* **REQUIREMENTS**: Give the lines below as a JSON list of strings, one string per line and omitting blank lines, starting at the line containing "the white and" and ending at the line containing "x=440, y=184", both included. Include no other lines.

(Point placement records)
● ● ● ● ● ● ●
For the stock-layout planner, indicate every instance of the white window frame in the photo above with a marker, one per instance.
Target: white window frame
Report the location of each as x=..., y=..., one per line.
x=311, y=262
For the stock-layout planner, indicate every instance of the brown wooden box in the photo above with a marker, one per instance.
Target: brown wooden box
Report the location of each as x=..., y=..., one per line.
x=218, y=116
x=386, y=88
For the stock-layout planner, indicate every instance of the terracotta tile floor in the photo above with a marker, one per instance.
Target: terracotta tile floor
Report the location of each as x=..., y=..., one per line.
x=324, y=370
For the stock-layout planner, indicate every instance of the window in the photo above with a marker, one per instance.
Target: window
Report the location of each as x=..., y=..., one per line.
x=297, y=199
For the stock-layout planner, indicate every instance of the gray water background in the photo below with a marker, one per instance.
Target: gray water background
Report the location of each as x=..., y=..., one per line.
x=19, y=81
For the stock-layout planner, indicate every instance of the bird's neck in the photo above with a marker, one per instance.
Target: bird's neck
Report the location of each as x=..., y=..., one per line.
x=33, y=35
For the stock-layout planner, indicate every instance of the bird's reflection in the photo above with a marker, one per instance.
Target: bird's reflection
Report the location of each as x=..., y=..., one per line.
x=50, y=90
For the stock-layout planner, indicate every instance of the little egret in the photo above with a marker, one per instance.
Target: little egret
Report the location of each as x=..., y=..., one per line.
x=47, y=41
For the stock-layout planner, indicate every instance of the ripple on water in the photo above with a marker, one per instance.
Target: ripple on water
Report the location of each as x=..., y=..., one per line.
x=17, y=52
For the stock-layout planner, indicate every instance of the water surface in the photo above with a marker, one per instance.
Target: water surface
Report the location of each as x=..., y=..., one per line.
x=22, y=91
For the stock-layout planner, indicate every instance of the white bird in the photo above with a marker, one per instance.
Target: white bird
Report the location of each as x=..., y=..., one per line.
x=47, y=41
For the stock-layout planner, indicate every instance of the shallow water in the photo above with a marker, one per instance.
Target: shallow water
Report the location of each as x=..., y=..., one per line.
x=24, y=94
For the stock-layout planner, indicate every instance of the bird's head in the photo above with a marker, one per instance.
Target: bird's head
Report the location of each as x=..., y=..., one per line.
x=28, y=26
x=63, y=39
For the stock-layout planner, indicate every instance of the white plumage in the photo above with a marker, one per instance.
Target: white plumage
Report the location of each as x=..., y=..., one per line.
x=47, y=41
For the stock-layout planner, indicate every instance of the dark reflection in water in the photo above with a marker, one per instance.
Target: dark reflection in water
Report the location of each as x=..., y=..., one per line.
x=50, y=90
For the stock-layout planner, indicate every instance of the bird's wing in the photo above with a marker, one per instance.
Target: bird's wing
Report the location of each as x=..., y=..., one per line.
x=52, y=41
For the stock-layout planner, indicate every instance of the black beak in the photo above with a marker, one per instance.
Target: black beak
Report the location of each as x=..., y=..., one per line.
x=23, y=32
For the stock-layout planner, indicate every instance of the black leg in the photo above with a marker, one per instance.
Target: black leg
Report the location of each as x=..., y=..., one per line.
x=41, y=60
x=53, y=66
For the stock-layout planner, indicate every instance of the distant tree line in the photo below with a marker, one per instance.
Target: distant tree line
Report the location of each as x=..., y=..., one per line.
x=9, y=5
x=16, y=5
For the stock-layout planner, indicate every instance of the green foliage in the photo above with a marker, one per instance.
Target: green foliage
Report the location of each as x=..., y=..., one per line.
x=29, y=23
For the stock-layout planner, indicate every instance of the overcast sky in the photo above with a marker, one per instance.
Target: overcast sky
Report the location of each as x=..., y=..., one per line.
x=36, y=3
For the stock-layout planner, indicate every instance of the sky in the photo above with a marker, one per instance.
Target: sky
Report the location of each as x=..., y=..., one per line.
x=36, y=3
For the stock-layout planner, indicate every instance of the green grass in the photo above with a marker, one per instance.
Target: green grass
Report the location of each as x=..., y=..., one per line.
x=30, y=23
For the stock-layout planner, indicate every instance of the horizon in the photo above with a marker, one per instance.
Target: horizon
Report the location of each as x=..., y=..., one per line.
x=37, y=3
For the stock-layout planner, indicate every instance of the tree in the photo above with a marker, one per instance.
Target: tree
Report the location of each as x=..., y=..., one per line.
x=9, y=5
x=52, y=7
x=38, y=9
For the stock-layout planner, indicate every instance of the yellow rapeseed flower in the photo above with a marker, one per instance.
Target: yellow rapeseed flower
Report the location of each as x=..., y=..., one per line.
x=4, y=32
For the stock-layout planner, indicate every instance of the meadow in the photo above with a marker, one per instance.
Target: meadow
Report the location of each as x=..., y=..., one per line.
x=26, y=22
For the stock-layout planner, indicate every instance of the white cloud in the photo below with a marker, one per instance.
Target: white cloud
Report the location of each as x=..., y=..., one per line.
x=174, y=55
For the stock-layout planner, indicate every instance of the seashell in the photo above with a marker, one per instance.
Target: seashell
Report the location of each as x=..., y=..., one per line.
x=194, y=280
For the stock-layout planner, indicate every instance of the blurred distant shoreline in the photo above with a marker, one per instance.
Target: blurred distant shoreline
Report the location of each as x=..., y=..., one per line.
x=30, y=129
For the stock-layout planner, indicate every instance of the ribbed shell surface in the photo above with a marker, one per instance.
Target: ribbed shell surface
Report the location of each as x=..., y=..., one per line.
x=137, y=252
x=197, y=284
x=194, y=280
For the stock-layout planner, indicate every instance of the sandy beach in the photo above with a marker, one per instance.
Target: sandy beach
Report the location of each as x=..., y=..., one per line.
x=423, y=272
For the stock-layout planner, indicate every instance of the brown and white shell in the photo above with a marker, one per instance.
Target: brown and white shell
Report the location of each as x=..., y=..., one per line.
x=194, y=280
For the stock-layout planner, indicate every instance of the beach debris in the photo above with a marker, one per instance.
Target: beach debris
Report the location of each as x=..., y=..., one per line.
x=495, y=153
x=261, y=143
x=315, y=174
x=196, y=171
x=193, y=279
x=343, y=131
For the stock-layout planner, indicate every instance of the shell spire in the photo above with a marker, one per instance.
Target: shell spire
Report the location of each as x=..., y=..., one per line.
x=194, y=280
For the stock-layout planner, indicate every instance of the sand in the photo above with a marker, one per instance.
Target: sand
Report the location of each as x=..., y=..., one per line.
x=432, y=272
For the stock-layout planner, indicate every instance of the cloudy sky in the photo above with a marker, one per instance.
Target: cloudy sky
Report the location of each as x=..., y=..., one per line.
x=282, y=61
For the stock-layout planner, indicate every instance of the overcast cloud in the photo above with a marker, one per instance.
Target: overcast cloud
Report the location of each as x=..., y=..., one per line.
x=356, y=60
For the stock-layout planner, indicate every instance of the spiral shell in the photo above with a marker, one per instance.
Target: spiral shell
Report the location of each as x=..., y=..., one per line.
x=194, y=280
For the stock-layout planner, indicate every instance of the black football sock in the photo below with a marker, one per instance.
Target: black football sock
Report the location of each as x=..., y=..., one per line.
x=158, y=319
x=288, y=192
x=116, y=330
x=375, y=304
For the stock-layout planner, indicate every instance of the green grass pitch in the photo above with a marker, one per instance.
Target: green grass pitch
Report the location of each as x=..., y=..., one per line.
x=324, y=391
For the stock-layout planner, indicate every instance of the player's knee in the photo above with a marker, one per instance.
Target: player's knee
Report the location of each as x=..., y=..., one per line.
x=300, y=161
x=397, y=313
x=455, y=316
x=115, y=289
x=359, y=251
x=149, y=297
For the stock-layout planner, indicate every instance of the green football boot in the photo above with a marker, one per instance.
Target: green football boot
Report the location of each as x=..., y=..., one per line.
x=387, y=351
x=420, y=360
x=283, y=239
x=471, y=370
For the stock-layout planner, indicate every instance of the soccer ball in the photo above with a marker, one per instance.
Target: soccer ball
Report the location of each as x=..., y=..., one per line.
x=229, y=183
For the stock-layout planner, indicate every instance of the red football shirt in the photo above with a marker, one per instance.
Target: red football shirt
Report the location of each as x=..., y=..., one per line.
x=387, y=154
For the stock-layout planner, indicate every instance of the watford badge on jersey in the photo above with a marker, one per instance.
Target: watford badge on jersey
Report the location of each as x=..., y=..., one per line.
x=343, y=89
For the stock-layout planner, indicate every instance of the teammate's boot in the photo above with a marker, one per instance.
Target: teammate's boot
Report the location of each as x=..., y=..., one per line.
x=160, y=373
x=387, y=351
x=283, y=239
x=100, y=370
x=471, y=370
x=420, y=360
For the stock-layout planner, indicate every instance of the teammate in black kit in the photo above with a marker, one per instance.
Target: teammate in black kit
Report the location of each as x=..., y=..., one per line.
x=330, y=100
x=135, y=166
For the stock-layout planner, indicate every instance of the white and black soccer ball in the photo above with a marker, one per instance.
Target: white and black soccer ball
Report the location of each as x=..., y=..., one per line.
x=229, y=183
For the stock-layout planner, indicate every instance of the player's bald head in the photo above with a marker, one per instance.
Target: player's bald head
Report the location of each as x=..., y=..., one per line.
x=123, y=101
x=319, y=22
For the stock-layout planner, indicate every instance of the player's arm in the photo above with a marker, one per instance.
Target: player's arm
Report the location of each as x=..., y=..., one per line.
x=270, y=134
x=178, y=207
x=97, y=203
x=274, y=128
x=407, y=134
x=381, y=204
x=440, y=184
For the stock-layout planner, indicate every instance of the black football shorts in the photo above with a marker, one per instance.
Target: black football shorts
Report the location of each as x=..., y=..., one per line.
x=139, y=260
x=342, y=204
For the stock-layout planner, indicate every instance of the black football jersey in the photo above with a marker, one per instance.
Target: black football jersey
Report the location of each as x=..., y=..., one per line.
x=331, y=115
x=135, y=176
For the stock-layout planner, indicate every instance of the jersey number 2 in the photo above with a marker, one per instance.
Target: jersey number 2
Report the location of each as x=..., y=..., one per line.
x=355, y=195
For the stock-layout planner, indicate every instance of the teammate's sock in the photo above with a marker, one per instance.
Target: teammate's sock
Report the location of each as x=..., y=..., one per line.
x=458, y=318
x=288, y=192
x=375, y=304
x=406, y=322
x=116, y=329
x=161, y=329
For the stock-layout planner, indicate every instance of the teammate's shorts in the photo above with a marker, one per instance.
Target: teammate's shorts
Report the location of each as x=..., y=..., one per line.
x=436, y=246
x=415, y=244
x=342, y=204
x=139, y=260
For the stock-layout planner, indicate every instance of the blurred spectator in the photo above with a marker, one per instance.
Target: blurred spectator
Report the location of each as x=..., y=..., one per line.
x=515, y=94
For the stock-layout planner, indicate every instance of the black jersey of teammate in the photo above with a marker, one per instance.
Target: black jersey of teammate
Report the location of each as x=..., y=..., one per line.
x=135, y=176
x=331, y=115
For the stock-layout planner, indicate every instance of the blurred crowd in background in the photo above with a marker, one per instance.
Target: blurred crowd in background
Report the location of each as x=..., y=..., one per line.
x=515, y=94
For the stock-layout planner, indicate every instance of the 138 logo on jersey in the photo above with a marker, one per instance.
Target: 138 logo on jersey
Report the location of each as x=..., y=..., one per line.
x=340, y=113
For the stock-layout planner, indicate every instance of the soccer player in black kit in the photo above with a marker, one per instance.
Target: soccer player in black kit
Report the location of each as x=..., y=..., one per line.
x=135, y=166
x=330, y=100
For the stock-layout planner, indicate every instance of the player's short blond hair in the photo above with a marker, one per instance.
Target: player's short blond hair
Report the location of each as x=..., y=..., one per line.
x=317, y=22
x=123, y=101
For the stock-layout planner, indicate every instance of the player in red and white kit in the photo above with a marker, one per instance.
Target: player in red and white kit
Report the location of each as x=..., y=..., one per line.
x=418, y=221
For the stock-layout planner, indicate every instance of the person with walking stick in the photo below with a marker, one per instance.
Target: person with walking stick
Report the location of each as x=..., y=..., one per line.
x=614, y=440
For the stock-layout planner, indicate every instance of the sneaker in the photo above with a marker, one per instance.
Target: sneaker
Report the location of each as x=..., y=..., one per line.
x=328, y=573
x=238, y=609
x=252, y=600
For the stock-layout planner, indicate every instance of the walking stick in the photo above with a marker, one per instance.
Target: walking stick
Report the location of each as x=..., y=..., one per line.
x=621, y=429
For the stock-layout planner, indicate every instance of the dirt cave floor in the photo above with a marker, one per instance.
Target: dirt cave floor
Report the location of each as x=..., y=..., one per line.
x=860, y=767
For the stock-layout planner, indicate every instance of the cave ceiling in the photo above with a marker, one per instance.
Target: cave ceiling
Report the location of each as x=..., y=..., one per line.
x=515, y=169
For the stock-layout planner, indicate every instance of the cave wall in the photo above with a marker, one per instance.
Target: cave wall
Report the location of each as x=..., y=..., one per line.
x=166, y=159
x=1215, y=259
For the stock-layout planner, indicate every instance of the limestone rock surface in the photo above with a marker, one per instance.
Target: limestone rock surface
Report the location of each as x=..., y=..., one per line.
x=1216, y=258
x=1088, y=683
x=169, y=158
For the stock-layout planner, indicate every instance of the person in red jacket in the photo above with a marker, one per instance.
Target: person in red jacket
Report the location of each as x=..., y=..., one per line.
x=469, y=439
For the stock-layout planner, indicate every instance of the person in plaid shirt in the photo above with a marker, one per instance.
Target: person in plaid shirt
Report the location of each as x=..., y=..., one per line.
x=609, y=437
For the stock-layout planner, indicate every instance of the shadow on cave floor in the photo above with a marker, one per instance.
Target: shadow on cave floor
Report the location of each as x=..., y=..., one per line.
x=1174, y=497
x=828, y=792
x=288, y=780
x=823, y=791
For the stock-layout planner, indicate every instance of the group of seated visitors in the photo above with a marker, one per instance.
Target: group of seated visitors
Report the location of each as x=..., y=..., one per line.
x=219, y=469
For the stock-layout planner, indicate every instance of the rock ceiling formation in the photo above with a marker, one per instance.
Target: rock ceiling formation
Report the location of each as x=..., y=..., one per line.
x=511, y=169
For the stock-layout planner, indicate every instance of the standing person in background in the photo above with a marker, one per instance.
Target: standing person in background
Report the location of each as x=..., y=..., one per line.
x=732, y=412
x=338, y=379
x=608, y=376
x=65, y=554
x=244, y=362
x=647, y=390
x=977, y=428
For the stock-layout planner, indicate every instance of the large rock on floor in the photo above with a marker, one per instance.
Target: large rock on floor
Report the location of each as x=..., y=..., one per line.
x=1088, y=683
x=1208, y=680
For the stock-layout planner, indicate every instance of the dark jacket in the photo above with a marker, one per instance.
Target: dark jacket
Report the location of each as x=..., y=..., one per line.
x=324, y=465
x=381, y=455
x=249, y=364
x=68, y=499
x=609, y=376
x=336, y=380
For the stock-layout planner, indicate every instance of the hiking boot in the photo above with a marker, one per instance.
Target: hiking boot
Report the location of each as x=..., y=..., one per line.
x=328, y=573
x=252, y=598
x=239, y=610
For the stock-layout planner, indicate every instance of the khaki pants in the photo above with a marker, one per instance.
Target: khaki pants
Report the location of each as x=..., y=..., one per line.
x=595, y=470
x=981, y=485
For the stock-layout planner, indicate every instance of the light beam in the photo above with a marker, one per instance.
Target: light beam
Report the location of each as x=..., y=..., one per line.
● ● ● ● ● ● ●
* **RESULT**:
[
  "For the stock-layout planner, indicate every instance of the white and black soccer ball in the photo above with a marker, one per instance.",
  "Target: white and black soccer ball",
  "Report the location of each as x=..., y=..., one per line.",
  "x=229, y=183",
  "For the stock-layout planner, indicate every instance of the player's bald head in the photo above with a marker, one per instance.",
  "Target: player's bald head",
  "Report the location of each as x=..., y=..., one per line.",
  "x=123, y=101",
  "x=319, y=22",
  "For the stock-layout planner, indicate every instance of the player's arm in the photo above with a marker, one per instance.",
  "Target: player's arm",
  "Report the location of each as x=..., y=..., one per line.",
  "x=270, y=134",
  "x=178, y=207",
  "x=97, y=203",
  "x=274, y=128",
  "x=407, y=134",
  "x=381, y=204",
  "x=440, y=184"
]